=== Input records ===
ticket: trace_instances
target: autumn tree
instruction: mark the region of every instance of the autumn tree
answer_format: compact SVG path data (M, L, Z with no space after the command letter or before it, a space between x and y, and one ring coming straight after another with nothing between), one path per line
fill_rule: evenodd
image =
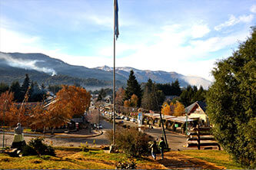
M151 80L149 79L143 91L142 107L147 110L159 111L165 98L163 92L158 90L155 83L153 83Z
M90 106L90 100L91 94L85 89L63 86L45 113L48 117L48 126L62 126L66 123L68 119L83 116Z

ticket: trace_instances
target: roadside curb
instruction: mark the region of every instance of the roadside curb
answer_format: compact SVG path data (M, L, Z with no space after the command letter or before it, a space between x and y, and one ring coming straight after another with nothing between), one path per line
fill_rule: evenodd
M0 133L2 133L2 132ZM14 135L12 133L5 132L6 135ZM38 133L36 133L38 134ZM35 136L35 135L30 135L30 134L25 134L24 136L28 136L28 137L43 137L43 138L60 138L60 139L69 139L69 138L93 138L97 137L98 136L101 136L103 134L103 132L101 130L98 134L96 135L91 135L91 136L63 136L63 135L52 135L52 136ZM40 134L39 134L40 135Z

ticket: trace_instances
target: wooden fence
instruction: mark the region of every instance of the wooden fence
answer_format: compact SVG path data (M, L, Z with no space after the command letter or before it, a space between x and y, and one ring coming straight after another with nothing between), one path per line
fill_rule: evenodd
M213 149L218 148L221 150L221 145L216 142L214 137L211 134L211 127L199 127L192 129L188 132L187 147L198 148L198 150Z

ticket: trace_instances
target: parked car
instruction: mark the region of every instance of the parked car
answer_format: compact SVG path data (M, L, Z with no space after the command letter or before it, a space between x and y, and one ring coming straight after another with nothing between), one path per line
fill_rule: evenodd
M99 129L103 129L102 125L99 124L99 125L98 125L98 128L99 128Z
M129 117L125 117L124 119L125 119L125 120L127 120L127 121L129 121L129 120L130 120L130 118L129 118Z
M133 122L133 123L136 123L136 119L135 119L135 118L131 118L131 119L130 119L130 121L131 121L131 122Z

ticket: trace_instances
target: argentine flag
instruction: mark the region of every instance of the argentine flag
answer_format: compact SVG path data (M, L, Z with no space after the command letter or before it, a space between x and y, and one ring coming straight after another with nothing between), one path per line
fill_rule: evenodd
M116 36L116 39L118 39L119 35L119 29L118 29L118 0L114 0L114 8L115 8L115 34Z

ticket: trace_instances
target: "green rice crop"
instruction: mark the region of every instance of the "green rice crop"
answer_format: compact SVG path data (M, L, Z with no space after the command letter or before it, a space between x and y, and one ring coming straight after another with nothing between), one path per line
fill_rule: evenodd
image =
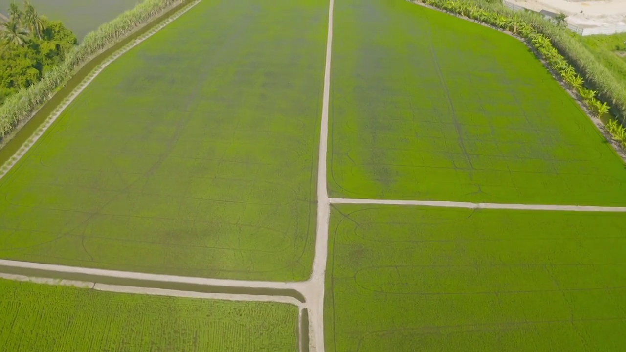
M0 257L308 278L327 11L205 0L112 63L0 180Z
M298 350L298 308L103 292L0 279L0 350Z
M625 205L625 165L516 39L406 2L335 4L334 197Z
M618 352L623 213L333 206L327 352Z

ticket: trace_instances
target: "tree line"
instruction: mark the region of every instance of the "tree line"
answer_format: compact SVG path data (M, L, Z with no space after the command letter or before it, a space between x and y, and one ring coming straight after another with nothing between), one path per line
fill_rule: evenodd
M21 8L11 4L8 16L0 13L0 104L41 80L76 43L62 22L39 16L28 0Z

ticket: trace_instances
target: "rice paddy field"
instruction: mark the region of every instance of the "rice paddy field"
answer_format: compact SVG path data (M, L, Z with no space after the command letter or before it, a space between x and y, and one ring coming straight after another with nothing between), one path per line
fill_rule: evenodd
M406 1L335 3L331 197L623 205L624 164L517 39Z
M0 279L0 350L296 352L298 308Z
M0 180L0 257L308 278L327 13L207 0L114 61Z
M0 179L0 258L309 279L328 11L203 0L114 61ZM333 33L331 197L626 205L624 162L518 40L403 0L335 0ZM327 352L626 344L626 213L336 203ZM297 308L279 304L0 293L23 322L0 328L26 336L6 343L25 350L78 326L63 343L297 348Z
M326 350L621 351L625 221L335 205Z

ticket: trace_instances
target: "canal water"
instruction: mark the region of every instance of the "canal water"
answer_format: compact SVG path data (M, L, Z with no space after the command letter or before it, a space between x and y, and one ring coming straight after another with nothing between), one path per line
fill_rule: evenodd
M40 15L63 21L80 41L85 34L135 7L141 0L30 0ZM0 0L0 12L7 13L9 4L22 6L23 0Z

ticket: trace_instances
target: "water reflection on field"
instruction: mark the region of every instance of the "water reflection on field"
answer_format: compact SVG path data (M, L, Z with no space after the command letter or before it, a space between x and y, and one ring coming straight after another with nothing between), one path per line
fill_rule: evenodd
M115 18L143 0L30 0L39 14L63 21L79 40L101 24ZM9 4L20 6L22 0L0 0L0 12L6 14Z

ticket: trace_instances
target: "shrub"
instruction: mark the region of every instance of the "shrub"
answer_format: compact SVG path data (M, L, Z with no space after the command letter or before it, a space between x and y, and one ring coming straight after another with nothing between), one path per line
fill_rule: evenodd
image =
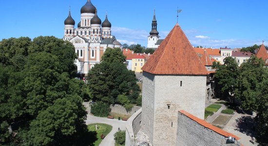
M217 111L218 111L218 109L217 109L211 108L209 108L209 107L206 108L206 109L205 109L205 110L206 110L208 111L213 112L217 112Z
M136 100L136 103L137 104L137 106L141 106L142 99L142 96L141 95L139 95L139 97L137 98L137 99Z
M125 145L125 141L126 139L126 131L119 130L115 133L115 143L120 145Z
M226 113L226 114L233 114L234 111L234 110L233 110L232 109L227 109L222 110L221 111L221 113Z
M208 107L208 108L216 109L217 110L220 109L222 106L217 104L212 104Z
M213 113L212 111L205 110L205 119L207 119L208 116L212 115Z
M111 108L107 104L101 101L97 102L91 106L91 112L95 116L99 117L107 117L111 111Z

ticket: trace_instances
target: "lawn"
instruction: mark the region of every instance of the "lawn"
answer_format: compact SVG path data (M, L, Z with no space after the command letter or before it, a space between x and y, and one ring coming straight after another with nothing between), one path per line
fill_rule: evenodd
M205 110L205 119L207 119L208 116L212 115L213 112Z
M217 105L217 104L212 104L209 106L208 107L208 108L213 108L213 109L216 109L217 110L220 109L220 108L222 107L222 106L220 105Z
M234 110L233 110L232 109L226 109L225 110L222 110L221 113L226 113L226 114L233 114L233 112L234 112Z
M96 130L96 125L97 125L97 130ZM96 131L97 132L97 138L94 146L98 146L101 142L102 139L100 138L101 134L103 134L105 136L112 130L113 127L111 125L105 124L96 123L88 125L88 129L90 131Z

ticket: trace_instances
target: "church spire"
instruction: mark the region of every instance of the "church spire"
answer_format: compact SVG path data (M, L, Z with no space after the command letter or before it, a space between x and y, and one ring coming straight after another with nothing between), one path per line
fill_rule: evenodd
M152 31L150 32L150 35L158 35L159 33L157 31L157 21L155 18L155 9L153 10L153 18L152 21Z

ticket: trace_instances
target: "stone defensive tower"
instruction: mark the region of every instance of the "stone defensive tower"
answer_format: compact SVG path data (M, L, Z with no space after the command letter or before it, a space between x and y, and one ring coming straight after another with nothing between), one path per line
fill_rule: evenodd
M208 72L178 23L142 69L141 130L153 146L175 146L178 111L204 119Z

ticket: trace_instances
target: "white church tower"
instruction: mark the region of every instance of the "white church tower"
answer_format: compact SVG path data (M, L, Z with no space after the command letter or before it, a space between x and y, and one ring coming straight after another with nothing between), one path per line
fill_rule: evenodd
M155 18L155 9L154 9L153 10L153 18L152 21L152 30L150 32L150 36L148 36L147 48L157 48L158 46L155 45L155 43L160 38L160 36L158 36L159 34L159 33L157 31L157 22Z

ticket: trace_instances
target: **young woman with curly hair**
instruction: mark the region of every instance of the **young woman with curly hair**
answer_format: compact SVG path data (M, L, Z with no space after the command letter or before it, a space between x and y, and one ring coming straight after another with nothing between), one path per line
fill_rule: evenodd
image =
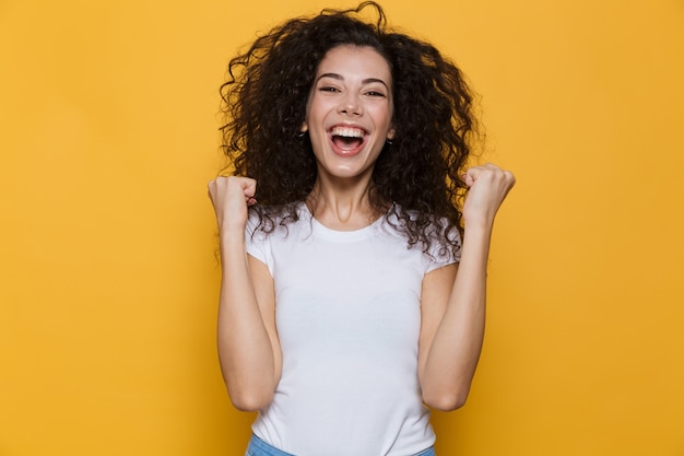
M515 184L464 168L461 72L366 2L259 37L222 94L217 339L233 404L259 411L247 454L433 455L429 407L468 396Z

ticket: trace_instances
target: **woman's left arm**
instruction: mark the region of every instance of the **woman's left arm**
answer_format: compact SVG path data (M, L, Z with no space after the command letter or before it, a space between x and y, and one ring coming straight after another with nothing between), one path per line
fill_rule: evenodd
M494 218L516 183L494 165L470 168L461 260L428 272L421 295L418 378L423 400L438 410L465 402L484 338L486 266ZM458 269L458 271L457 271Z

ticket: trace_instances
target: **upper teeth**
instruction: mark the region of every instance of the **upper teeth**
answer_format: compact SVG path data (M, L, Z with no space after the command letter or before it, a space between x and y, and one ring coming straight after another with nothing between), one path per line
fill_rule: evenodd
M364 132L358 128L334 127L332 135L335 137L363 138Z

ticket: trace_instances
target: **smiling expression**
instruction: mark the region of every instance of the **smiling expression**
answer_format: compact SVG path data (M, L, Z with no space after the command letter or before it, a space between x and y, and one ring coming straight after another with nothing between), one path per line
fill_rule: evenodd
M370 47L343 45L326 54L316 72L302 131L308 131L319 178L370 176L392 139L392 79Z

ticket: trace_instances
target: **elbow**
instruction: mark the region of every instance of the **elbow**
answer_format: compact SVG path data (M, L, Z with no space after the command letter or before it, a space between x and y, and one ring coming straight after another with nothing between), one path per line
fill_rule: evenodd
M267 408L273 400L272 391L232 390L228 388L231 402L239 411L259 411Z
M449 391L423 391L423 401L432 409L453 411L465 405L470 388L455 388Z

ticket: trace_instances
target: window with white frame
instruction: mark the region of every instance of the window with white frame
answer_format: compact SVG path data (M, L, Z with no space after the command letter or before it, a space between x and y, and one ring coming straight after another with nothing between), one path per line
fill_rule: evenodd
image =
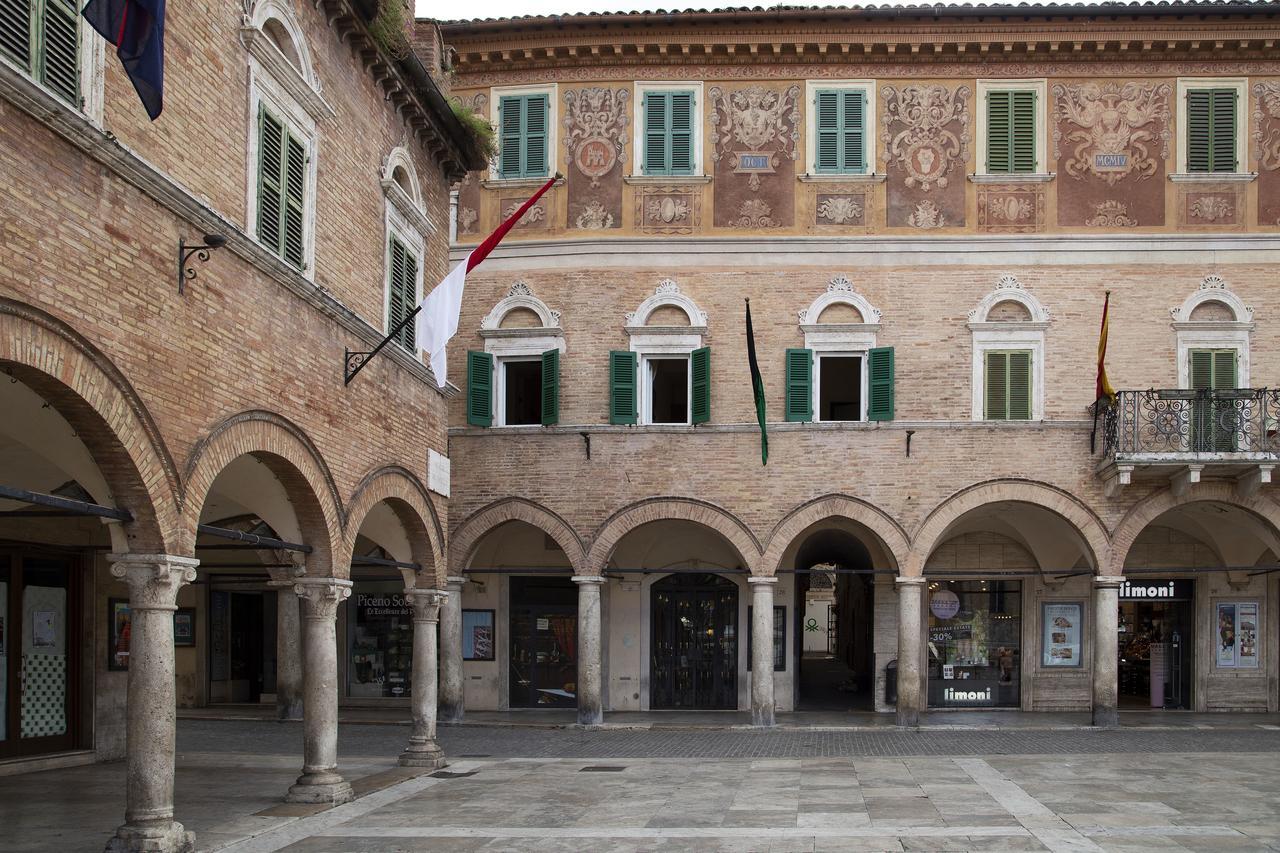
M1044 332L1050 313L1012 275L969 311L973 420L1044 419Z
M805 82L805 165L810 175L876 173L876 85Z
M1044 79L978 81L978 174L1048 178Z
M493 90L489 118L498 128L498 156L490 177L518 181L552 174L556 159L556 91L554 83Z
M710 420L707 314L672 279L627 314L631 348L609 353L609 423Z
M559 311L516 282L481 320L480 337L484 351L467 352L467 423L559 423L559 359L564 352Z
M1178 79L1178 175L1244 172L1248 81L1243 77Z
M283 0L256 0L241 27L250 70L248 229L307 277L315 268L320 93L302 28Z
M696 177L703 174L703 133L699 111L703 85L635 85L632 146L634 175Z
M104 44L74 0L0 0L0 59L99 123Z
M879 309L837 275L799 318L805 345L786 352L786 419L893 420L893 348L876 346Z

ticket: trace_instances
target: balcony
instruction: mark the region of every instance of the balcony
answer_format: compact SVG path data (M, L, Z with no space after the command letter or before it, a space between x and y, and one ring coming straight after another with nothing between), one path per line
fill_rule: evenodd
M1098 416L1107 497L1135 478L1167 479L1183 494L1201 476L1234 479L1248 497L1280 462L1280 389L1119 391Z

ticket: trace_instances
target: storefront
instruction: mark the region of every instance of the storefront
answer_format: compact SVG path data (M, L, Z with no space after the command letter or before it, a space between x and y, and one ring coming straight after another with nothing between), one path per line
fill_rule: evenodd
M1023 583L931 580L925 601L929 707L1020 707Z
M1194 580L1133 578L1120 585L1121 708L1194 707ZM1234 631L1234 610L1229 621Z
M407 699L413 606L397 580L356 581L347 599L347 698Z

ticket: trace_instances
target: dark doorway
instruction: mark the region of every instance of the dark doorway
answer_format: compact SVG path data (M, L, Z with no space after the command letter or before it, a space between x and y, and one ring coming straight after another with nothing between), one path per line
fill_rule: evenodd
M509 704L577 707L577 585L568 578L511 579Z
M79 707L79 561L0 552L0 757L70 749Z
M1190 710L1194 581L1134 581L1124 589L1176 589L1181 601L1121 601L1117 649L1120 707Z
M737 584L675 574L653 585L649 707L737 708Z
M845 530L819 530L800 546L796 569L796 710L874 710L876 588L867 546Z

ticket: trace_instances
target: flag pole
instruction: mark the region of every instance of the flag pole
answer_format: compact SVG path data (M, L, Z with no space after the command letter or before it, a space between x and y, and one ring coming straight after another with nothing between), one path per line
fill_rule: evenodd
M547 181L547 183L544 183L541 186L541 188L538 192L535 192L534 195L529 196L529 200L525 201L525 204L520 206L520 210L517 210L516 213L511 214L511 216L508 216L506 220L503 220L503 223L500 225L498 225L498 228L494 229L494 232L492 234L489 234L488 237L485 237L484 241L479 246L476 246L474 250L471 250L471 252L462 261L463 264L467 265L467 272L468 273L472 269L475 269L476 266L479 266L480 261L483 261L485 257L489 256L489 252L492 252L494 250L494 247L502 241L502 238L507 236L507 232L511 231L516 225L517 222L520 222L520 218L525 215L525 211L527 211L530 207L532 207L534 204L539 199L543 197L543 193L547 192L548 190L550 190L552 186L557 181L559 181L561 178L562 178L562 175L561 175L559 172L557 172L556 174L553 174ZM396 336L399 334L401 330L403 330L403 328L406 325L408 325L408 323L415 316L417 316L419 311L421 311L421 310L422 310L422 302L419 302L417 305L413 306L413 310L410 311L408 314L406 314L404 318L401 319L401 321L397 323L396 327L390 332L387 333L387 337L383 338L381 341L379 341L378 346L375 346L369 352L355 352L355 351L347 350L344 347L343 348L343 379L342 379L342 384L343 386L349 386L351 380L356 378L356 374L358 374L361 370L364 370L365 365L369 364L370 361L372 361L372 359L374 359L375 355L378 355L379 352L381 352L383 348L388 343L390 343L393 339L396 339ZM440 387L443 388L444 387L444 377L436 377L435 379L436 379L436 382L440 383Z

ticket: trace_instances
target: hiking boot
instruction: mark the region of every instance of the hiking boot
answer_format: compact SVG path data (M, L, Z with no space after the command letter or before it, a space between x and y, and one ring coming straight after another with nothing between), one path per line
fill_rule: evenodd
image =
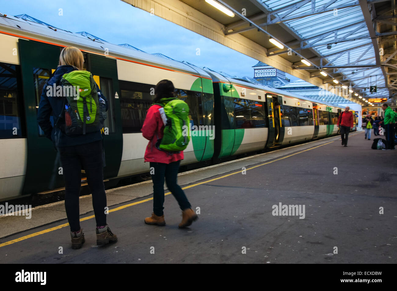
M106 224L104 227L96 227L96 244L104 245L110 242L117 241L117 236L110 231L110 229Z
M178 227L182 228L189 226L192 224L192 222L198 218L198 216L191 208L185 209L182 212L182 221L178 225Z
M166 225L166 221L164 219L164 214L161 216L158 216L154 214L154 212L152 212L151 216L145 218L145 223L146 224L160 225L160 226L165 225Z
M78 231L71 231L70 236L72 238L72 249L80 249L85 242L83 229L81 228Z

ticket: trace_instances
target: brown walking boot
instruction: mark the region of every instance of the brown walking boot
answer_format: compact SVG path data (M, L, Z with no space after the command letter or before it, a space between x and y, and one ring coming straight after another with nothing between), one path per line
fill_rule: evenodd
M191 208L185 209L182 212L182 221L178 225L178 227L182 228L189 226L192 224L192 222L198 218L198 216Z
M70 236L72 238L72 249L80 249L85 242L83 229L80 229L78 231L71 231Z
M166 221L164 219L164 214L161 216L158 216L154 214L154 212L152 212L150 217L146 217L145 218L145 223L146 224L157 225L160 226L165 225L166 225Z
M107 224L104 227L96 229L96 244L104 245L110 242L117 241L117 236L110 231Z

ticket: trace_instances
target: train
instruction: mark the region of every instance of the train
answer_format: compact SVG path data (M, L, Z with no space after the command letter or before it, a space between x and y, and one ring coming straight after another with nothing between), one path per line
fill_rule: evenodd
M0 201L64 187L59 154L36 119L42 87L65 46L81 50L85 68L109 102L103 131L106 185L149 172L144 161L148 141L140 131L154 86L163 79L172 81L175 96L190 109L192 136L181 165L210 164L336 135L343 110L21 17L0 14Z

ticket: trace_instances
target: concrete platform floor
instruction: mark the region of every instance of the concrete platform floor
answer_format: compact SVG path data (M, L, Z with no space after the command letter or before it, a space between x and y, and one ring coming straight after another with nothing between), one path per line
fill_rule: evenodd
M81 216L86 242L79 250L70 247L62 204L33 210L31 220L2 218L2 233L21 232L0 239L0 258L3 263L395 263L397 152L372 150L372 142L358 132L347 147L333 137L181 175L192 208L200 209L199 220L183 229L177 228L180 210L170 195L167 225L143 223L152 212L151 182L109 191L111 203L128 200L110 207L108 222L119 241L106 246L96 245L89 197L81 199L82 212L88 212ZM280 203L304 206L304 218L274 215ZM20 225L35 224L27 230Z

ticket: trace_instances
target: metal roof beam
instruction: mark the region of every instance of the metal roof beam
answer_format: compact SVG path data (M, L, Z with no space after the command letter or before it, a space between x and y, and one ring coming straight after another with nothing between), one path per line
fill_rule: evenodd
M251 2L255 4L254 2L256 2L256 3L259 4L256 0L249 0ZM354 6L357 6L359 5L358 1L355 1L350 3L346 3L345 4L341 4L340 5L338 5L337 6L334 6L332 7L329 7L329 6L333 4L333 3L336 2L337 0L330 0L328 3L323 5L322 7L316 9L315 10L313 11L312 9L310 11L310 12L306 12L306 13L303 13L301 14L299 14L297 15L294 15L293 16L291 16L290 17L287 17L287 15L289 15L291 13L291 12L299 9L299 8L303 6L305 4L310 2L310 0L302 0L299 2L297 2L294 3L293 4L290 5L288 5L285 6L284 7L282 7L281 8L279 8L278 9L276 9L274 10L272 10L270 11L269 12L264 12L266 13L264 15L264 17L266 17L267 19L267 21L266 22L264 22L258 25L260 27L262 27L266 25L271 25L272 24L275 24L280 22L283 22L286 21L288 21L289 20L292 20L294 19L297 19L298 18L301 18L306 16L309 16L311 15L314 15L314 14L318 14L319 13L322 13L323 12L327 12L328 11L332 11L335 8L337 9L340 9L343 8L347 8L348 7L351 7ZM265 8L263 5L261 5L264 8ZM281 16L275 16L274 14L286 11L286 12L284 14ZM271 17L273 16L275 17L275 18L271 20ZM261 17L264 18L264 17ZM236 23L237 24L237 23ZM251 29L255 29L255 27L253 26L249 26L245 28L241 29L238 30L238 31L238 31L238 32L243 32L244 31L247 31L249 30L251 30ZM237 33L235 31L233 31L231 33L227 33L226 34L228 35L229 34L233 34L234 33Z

=== Goal ===
Show each line above that contains the word "tree", copied in full. Case counts.

=== Output of the task ===
target: autumn tree
instruction: mark the region of every instance of the autumn tree
target: "tree line"
instruction: mark the region of every instance of the "tree line"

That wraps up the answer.